◆ **PROMPT**
An identical reprint of the entire listing below is expected.

◆ **PROVIDED MATERIAL**

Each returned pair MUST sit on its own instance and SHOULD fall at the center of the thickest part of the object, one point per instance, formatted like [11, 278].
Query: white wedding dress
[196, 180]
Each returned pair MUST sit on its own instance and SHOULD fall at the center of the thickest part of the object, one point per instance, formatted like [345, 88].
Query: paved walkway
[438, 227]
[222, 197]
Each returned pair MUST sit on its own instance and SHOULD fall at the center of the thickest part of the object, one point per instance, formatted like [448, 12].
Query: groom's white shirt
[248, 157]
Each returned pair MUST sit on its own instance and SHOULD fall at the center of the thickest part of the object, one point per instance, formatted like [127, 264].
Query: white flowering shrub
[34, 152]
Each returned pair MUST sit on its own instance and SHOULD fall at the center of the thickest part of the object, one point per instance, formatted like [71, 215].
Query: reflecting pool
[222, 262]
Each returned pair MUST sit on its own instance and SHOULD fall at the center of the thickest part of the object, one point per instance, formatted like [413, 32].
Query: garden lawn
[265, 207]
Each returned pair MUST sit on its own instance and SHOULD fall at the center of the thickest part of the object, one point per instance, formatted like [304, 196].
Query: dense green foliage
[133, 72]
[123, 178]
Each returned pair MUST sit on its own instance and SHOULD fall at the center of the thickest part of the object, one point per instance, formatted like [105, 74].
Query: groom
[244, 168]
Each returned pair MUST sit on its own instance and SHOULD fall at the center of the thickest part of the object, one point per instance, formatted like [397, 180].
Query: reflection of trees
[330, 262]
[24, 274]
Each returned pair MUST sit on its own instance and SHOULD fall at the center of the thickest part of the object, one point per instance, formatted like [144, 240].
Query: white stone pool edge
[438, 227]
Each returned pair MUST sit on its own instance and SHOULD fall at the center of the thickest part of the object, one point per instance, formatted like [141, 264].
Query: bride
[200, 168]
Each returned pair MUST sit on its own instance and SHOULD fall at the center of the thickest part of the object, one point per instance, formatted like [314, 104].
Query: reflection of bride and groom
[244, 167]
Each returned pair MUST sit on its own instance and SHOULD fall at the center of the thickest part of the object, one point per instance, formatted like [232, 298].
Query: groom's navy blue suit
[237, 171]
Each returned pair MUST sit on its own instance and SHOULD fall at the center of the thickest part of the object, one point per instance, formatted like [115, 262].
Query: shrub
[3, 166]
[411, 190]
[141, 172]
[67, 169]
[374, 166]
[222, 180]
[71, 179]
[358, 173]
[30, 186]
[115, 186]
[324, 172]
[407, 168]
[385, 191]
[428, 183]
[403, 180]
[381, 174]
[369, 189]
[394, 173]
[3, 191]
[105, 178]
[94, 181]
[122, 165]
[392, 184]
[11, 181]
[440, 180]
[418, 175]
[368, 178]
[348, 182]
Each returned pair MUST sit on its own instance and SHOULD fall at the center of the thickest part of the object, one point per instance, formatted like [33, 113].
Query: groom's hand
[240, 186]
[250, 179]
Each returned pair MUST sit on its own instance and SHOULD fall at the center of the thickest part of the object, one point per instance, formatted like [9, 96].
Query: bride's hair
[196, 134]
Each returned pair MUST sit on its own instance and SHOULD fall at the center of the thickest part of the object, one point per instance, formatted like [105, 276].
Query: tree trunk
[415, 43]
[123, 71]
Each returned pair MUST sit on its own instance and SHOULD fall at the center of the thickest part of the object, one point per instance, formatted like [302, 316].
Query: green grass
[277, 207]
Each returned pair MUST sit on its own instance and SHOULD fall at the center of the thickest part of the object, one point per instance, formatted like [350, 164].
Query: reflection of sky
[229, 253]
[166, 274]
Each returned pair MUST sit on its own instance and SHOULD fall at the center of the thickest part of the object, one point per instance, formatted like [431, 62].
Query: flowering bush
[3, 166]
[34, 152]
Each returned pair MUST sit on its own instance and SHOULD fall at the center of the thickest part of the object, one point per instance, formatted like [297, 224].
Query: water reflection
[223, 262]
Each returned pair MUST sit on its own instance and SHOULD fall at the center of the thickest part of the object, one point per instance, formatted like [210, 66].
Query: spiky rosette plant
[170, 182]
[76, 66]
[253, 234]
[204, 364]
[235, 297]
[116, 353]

◆ **REPLY TO THE EXERCISE**
Each returned pair MUST sit on its own instance and SHOULD fall at the center of the thickest part of the object, one point per instance, formatted like [11, 278].
Query: white wedding dress
[196, 180]
Each returned pair MUST sit on its own instance and SHOULD fall at the center of the thickest part of the object, one point per instance, formatted like [345, 88].
Query: paved walkway
[438, 227]
[222, 197]
Each returned pair MUST sit on its own instance and SHOULD fall at the center of the thickest part of the object, one point per instance, formatted like [448, 12].
Query: groom's white shirt
[248, 157]
Each returned pair MUST sit on its own instance and SHOULD fall at the center of the thickest part of the object, one point per instance, formatted like [127, 264].
Query: white flowering shrub
[34, 152]
Each returned pair MUST sit on its own instance and SHOULD fall at the center of the thickest part of the object, one point per instance, formatted like [71, 215].
Query: reflecting pool
[222, 262]
Each returned pair MUST sit on its own instance and SHOULD fall at the center of the thickest part of the object, one point per instance, formatted like [413, 32].
Query: garden lawn
[265, 207]
Each returned pair MUST sit on its own instance and SHOULD fall at the center of the thickest part of the object, one point per instance, formatted like [304, 196].
Query: dense green foliage
[133, 72]
[123, 178]
Each returned pair MUST sit on its own instance and SHOULD fall at the center of the thickest part of the object, one point per instance, formatted like [105, 74].
Query: groom
[244, 168]
Each returned pair MUST sit on its own instance and SHOULD fall at the center of the thickest part of the object, one point per instance, formatted like [397, 180].
Query: reflection of trees
[330, 262]
[24, 274]
Each returned pair MUST sit on its own instance and SHOULD fall at the center of the thickest part of the object, one point per instance, formatted like [144, 240].
Query: white stone pool edge
[438, 227]
Each returned pair MUST sit on its own instance and SHOULD fall at the center of the thickest part of the object, one point per instance, formatted like [141, 264].
Query: bride
[200, 168]
Each returned pair MUST sit on its own instance and SHOULD fall at the center of the thickest part of the object, one point per instance, formatted like [314, 104].
Query: reflection of bride and groom
[244, 167]
Each returned pair MUST sit on its own instance and SHOULD fall at the center of the thickest part of the object, one point per instance, formatted like [232, 298].
Query: groom's navy blue suit
[237, 171]
Each returned pair MUST sit on its own instance and SHOULD fall at the center of the thickest part of the object, one point per instance, formatted like [115, 262].
Query: shrub
[3, 166]
[411, 190]
[141, 172]
[67, 169]
[374, 166]
[222, 180]
[71, 179]
[358, 173]
[30, 186]
[115, 186]
[324, 172]
[407, 168]
[385, 191]
[428, 183]
[403, 180]
[381, 174]
[369, 189]
[394, 173]
[3, 191]
[105, 178]
[94, 181]
[122, 165]
[392, 184]
[11, 181]
[440, 180]
[418, 175]
[368, 178]
[348, 182]
Each returned pair MUST sit on its own instance and SHOULD fall at the center of the thickest part of the object, one point per instance, formatted like [33, 113].
Query: groom's hand
[240, 186]
[250, 179]
Each returned pair MUST sit on its own instance and SHOULD fall at the center of the thickest part of the object, one point per instance, formatted like [9, 96].
Query: bride's hair
[196, 134]
Each returned pair MUST sit on its own instance and SHOULD fall at the center of the thickest part of the object, one point per instance, formatted like [105, 276].
Query: tree trunk
[415, 43]
[123, 71]
Each returned pair MUST sit on its own instance and SHOULD fall at the center of the thickest part of the object, one point per instance, formatted like [302, 316].
Query: green grass
[277, 207]
Each returned pair MUST sit on its own instance and SHOULD fall at the center of the thickest part of the object, one point per instance, formatted like [350, 164].
Query: reflection of sky
[229, 253]
[166, 274]
Each returned pair MUST sit on its own instance and SHOULD fall at the center of the thickest part of the object, one point per instance, formatted like [431, 62].
Query: flowering bush
[3, 166]
[34, 152]
Each returned pair MUST sit on its own instance and SHOULD fall at the center of the thickest part of the object, one point per instance, formatted like [297, 224].
Query: water reflection
[223, 262]
Each returned pair MUST sit on its own instance and SHOULD fall at the center of the thickest part of the object, one point per instance, formatted like [210, 66].
Query: spiky rosette plant
[170, 182]
[76, 66]
[253, 234]
[204, 364]
[235, 297]
[116, 353]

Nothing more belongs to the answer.